__PROBLEM DESCRIPTION__.
Scan the records below for the word "colonnade". Copy each line where it appears.

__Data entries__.
- - -
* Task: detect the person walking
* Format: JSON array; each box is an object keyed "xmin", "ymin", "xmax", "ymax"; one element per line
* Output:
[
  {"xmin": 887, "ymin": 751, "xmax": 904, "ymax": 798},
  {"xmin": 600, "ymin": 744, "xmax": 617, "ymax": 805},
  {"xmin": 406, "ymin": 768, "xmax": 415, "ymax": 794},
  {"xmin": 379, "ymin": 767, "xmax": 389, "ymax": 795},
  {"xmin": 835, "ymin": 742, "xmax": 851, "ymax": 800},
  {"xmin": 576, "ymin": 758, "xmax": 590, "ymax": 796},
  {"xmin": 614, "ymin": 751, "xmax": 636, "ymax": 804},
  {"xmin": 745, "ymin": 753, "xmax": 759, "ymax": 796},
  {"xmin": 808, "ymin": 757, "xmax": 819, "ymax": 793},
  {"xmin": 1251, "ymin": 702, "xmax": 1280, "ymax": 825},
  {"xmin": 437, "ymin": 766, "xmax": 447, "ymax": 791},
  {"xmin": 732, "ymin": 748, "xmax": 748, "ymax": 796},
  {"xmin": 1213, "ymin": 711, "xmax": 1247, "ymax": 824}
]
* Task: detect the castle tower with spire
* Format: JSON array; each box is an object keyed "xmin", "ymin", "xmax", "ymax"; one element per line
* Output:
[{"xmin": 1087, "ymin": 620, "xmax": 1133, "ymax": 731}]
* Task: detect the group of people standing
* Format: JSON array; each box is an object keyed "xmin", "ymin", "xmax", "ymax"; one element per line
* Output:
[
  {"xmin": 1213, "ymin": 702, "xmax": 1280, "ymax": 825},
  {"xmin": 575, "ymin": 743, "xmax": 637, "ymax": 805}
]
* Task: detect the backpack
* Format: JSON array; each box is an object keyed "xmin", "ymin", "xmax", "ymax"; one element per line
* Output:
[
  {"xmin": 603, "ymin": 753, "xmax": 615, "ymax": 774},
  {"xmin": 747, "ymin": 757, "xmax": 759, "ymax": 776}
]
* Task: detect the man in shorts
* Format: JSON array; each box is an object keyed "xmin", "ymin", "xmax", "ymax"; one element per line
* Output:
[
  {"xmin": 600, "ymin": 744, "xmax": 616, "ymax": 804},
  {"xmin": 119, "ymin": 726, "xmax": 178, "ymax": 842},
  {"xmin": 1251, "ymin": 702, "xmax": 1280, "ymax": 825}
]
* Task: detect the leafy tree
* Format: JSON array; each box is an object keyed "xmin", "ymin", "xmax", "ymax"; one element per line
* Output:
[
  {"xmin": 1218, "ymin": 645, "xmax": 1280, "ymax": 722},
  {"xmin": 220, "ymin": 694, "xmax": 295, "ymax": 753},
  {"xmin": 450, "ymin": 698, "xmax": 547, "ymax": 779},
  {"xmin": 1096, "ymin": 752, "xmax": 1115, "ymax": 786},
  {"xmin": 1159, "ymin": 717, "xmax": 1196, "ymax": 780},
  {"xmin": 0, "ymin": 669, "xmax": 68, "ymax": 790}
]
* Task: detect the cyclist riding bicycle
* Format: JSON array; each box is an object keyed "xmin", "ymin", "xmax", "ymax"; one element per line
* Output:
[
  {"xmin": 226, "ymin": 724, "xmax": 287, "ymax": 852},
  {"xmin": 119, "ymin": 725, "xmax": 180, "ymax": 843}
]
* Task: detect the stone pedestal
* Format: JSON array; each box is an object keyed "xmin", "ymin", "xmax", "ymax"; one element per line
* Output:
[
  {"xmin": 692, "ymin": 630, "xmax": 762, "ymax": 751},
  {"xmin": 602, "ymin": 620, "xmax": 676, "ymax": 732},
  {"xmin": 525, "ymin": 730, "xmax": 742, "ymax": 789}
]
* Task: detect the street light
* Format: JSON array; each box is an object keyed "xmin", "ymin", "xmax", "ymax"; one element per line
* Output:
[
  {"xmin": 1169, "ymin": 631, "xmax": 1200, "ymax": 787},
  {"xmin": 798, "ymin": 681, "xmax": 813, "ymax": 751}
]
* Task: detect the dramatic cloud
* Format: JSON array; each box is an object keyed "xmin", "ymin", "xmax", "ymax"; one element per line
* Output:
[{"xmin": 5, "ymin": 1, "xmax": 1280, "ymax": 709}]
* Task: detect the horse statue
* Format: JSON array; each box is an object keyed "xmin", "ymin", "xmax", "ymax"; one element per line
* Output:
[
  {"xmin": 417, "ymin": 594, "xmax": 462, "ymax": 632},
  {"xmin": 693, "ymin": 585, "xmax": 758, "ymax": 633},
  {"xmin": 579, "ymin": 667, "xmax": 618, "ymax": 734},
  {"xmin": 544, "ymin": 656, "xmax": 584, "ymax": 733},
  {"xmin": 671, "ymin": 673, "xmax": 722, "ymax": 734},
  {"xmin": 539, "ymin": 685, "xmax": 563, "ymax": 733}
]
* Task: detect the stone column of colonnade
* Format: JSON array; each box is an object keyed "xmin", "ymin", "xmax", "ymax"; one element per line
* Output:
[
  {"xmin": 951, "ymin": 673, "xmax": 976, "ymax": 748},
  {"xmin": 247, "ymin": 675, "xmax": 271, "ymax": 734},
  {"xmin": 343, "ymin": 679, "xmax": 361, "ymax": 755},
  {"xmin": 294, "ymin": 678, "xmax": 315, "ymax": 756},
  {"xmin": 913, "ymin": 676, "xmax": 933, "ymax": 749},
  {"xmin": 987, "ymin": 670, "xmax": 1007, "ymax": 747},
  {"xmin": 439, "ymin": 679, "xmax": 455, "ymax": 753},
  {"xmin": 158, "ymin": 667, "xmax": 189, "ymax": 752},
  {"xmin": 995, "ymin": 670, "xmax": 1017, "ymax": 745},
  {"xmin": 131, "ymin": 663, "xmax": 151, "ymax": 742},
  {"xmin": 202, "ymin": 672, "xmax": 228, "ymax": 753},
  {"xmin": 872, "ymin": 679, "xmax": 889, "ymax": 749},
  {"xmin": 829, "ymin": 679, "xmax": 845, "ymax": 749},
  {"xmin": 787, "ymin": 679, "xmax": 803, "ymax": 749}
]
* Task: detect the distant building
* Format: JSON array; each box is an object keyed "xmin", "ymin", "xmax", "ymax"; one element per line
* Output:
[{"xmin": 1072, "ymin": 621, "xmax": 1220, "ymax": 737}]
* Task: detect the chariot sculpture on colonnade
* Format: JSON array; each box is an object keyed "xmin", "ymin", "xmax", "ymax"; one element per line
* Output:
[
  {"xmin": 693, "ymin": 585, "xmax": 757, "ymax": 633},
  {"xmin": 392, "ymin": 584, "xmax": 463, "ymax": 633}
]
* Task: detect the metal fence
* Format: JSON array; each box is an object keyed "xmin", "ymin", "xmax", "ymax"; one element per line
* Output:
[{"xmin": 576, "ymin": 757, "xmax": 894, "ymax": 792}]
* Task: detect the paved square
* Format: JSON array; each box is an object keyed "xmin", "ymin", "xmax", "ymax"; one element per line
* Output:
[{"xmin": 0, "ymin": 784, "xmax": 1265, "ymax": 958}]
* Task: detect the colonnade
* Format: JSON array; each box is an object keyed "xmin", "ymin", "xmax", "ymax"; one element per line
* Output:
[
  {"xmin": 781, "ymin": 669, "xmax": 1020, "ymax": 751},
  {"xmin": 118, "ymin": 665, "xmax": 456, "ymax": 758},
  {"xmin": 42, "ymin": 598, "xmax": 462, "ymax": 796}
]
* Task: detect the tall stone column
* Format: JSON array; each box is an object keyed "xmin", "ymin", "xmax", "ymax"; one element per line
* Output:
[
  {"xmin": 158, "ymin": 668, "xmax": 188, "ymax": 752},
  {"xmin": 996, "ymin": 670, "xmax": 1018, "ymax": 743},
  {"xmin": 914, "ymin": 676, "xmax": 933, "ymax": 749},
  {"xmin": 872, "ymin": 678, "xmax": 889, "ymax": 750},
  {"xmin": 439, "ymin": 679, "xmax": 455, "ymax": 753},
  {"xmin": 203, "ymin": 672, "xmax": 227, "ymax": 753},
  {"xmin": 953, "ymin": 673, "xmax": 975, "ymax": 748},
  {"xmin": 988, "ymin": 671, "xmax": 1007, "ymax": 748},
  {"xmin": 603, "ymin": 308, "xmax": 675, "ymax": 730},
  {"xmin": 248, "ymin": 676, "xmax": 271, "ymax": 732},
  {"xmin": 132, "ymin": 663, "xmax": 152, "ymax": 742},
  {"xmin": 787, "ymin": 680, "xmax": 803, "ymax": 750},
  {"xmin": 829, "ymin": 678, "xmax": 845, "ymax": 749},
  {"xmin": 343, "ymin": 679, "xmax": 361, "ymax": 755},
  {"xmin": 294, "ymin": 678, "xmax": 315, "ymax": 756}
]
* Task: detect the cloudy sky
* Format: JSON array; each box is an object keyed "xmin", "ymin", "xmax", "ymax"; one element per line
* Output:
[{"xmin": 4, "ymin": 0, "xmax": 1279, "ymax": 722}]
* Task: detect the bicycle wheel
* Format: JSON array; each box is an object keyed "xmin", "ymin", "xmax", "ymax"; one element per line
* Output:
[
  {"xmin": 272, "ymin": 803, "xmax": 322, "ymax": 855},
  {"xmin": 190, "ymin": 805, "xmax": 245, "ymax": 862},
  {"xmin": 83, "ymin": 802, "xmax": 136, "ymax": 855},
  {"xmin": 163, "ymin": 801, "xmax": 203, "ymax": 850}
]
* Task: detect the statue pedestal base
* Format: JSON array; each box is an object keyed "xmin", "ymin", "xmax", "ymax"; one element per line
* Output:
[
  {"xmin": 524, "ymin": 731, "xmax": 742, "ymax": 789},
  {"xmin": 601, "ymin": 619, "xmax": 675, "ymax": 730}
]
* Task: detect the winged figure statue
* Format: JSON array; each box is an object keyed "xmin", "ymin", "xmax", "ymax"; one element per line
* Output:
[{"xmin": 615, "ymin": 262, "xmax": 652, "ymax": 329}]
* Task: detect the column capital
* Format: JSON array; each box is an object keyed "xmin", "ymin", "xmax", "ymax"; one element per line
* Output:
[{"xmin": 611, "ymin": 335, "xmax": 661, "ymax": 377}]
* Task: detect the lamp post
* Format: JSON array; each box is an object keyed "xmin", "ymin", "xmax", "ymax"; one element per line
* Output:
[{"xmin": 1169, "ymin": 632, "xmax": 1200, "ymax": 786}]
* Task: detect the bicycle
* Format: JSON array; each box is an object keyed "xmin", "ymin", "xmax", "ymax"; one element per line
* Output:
- - -
__ANSWER FOR THIS EXERCISE__.
* Task: detect the stone column of colonnade
* Task: detect the chariot sculpture on colonnade
* Task: detect the colonnade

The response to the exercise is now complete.